**Task requirements**. Reproduce each line below without any alteration.

**Stored data**.
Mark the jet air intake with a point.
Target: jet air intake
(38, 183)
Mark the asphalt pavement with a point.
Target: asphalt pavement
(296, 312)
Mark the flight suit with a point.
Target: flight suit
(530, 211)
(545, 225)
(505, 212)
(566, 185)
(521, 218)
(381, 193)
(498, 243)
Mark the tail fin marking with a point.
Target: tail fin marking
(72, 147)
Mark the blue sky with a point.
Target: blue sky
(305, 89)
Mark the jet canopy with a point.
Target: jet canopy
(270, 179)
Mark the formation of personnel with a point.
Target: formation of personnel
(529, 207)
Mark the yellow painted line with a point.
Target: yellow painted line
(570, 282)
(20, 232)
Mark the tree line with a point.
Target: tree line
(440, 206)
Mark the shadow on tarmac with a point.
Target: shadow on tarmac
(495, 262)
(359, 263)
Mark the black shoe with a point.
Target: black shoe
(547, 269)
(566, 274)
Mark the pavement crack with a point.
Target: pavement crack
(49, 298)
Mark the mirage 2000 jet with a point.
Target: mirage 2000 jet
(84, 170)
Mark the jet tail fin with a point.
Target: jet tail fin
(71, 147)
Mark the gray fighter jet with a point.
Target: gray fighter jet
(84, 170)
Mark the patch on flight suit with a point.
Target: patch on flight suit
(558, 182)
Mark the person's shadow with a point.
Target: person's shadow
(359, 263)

**Response to this task**.
Mark the jet air intake with a point.
Target: jet air intake
(38, 183)
Mark the asphalt pavement with a point.
Target: asphalt pavement
(296, 312)
Mark the flight suit with a point.
Target: flight suit
(530, 211)
(545, 225)
(505, 212)
(566, 185)
(521, 218)
(381, 193)
(498, 243)
Mark the tail fin marking with a point.
Target: tail fin marking
(72, 147)
Mark the blue sky with a point.
Target: blue sky
(305, 89)
Mark the jet canopy with a point.
Target: jet canopy
(270, 179)
Mark the formation of personnel with a point.
Target: formation of personnel
(529, 207)
Mark the yellow painted line with a point.
Target: yellow painted line
(570, 282)
(20, 232)
Mark the tree line with a point.
Target: tree line
(440, 206)
Mark the shadow on tarmac with a point.
Target: shadow on tarmac
(495, 262)
(359, 263)
Mark the black shoe with a point.
Target: black shoe
(547, 269)
(566, 274)
Mark the pavement crack with a point.
Target: pavement crack
(49, 298)
Mark the mirage 2000 jet with a point.
Target: mirage 2000 jet
(84, 170)
Mark the jet tail fin with a point.
Target: jet tail fin
(71, 147)
Mark the gray fighter jet with a point.
Target: gray fighter jet
(84, 170)
Mark the patch on flight suit with a point.
Target: patch on flight suit
(558, 182)
Mark the person's shadow with a point.
Target: person's shadow
(359, 263)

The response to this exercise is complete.